• Request:
Beginning with the line where "Tag every instance of the blue and" appears, restate the lines word for word through the last one in the listing.

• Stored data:
* * *

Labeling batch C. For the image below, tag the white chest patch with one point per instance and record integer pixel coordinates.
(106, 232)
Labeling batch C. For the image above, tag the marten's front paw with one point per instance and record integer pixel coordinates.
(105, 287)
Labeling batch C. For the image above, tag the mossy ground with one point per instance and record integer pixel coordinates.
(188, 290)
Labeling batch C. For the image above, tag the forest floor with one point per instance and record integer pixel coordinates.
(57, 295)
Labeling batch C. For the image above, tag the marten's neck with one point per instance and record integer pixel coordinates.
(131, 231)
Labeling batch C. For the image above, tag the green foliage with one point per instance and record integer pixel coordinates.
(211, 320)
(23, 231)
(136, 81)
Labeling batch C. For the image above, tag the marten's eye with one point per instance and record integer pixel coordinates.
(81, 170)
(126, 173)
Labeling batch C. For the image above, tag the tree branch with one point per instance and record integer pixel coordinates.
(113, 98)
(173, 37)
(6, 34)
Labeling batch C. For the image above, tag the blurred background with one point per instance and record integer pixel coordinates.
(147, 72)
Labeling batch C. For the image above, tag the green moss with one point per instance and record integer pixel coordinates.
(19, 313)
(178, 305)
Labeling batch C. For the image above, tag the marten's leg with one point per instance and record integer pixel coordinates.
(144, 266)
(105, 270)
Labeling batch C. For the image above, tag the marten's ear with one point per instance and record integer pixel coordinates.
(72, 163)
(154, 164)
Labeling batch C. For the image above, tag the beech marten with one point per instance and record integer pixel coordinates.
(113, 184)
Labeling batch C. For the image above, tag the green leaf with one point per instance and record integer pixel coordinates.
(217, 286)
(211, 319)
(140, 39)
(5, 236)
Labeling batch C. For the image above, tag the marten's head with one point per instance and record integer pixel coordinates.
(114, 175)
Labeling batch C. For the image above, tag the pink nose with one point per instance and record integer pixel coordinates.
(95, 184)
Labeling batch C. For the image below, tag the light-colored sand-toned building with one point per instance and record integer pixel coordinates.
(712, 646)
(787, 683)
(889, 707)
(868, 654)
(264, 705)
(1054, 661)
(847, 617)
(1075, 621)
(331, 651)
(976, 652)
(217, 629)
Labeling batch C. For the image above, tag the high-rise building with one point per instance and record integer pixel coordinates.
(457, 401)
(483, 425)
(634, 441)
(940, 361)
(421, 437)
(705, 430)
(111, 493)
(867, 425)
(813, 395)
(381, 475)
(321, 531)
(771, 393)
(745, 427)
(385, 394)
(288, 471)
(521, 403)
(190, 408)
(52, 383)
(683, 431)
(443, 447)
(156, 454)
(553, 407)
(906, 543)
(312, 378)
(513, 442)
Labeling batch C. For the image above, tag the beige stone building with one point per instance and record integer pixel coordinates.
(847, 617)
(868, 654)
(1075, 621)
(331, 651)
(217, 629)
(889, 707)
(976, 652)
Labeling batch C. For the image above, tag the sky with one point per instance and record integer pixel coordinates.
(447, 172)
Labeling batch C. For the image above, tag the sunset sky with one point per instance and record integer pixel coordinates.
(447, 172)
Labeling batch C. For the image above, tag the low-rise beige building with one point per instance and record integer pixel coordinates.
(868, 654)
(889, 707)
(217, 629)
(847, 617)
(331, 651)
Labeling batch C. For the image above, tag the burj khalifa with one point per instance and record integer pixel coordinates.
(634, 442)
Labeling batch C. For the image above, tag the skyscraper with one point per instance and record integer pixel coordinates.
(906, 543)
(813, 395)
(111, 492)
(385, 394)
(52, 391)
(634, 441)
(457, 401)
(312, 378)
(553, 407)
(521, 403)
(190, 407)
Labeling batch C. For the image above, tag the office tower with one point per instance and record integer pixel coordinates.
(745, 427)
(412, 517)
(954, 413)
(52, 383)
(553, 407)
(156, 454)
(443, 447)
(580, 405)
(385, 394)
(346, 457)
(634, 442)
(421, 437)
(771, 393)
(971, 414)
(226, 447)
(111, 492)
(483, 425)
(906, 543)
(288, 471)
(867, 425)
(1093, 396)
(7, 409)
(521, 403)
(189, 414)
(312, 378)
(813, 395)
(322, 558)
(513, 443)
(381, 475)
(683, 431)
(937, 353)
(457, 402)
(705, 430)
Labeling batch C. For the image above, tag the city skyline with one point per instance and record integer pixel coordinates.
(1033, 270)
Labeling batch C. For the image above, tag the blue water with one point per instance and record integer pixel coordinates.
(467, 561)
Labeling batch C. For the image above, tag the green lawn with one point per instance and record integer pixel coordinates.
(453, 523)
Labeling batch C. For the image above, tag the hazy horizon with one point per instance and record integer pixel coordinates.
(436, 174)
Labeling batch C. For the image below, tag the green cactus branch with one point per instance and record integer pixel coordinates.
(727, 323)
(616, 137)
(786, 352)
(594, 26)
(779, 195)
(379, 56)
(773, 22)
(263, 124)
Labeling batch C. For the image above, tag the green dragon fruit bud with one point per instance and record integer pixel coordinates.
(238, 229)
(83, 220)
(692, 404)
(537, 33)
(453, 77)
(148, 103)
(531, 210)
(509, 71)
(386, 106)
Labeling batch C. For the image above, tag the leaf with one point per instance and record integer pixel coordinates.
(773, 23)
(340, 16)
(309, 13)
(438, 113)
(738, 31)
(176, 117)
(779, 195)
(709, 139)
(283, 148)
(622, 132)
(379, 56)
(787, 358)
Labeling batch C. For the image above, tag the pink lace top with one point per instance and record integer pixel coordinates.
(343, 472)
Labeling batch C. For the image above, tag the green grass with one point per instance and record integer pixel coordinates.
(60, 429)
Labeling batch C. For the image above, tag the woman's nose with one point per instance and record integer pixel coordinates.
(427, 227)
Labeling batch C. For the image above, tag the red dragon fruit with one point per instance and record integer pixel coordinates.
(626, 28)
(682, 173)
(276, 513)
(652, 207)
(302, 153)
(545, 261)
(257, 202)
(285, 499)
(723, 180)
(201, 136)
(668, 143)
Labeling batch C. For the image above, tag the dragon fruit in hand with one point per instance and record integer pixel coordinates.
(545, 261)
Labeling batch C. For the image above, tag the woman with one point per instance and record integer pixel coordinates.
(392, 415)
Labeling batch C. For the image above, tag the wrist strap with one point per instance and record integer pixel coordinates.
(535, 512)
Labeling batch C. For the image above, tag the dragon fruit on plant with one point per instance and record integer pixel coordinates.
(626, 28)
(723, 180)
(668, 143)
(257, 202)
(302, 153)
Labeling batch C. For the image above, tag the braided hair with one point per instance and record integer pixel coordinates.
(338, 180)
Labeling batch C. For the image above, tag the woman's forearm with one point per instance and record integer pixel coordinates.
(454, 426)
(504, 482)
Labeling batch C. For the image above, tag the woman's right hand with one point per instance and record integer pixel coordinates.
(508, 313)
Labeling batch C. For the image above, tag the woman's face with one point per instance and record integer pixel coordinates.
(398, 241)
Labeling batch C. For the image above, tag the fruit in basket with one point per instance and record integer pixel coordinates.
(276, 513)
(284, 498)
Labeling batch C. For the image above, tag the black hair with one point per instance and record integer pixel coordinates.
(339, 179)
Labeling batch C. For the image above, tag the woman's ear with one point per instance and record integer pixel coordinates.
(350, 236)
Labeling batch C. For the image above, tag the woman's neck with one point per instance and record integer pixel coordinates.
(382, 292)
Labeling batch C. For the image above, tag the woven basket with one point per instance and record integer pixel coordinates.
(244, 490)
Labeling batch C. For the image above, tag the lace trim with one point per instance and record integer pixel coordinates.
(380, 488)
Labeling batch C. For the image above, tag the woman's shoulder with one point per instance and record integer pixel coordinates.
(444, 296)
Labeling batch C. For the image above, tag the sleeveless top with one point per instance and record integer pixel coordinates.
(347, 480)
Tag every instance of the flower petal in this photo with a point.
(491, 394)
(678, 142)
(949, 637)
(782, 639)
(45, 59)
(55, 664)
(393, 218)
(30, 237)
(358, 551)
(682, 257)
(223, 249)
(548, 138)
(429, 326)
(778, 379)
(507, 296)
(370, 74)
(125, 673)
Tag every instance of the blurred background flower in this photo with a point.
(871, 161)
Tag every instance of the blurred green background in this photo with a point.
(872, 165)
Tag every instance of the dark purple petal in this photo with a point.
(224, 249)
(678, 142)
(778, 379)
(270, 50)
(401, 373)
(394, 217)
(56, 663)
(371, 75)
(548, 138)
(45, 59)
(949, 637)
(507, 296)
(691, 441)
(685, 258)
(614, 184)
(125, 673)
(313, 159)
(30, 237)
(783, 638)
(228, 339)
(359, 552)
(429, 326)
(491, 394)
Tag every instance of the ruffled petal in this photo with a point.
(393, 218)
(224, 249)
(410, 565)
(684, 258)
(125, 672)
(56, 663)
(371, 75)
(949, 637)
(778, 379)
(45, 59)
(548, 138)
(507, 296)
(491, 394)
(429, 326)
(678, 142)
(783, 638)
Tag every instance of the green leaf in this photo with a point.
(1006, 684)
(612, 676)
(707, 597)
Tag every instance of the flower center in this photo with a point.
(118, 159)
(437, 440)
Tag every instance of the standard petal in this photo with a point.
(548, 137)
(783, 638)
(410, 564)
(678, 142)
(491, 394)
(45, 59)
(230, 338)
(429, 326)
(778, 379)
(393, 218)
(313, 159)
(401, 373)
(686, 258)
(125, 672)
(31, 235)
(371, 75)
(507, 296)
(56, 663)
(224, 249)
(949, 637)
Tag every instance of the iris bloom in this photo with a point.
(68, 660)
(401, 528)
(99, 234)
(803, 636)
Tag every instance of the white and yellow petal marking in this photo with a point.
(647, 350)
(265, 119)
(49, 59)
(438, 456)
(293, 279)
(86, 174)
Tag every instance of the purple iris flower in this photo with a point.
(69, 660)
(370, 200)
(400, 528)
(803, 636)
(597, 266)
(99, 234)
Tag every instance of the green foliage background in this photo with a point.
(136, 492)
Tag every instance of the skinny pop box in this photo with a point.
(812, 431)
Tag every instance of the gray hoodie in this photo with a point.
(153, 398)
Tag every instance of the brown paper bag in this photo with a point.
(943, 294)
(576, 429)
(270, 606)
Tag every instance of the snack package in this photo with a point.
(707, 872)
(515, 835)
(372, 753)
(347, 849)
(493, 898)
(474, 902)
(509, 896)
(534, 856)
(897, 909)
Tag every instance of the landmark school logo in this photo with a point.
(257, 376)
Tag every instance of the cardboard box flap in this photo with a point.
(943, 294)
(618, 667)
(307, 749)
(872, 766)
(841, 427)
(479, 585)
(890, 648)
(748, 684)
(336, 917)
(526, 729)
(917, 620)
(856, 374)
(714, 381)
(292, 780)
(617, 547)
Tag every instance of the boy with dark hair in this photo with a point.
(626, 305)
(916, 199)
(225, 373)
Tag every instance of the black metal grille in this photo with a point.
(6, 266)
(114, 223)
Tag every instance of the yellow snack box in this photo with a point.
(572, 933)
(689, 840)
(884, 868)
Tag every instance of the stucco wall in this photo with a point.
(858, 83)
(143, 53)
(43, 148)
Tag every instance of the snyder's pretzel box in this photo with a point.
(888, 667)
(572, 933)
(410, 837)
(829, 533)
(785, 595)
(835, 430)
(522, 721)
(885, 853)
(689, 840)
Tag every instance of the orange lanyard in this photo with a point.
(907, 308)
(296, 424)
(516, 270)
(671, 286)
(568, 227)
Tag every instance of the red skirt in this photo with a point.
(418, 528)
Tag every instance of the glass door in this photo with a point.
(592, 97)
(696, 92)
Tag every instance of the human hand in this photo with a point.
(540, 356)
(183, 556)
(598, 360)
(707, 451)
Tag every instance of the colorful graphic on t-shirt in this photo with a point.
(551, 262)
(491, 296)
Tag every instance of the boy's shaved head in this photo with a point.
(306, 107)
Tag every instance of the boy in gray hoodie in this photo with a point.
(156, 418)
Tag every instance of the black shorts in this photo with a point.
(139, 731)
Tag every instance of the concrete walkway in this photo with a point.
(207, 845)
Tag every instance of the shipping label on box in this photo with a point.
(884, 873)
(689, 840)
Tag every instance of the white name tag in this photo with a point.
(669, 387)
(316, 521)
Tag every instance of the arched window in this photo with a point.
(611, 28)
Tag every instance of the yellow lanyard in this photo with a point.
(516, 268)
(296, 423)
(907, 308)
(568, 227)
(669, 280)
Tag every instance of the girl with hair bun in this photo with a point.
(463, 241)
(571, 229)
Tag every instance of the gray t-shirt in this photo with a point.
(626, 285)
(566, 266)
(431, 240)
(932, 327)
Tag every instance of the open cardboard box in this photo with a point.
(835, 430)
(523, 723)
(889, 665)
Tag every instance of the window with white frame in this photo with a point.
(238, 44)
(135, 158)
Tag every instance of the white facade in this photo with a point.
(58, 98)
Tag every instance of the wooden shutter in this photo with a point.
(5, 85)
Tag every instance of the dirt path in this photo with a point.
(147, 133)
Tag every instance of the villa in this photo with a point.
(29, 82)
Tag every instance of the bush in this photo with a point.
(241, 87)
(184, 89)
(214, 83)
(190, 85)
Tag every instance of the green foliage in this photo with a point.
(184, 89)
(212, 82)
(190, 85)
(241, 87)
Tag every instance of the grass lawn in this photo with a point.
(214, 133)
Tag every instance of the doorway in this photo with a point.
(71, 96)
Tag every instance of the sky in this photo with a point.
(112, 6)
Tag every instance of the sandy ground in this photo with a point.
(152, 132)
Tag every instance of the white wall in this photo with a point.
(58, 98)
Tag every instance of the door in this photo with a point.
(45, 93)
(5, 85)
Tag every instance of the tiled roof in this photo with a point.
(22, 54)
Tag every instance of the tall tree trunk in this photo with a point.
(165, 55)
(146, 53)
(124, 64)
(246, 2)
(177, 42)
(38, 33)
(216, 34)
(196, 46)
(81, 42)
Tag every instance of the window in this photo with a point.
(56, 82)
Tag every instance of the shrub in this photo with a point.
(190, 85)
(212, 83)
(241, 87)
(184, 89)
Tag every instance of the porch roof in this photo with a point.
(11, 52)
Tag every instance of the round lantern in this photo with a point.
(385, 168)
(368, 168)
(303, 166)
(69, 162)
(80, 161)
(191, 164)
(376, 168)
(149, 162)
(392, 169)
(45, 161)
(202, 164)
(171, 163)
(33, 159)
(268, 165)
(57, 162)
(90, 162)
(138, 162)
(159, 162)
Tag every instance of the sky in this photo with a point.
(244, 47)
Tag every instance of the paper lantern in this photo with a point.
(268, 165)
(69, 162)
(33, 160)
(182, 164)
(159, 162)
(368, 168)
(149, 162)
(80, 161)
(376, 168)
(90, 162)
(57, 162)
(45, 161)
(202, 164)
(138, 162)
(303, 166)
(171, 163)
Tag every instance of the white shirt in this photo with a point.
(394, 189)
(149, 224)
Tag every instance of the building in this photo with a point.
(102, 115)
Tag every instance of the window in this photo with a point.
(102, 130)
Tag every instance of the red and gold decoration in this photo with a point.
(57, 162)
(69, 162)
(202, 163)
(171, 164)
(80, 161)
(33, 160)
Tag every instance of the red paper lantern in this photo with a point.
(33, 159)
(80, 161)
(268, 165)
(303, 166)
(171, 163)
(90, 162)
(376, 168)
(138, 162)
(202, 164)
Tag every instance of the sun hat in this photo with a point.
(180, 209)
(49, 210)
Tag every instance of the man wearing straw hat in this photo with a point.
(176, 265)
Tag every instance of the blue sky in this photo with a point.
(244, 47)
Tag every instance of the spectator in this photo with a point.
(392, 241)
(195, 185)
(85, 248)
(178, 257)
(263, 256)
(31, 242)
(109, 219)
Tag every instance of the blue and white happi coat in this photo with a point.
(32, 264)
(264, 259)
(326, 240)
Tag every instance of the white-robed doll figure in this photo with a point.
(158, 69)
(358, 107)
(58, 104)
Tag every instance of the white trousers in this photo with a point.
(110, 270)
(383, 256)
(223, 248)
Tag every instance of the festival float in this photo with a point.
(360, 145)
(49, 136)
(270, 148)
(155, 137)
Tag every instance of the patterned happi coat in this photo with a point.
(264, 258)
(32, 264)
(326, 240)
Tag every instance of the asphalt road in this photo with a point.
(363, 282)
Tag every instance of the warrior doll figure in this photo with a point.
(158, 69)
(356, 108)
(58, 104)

* * *

• Task output:
Tag every instance of the blue and white happi coat in this photo with a point.
(32, 264)
(264, 259)
(326, 240)
Tag every instance of the white-robed doll figure in this photo with a point.
(158, 69)
(358, 107)
(58, 104)
Tag every instance of the white trousers in this photo with a point.
(110, 270)
(383, 256)
(223, 248)
Tag every instance of the festival float in this photo with a point.
(360, 145)
(49, 136)
(270, 148)
(155, 137)
Tag every instance of the patterned happi coat in this photo with a point.
(264, 258)
(32, 264)
(326, 240)
Tag every instance of the asphalt road in this photo with a point.
(363, 282)
Tag every instance of the warrior doll figure in this photo with a point.
(158, 69)
(356, 108)
(58, 104)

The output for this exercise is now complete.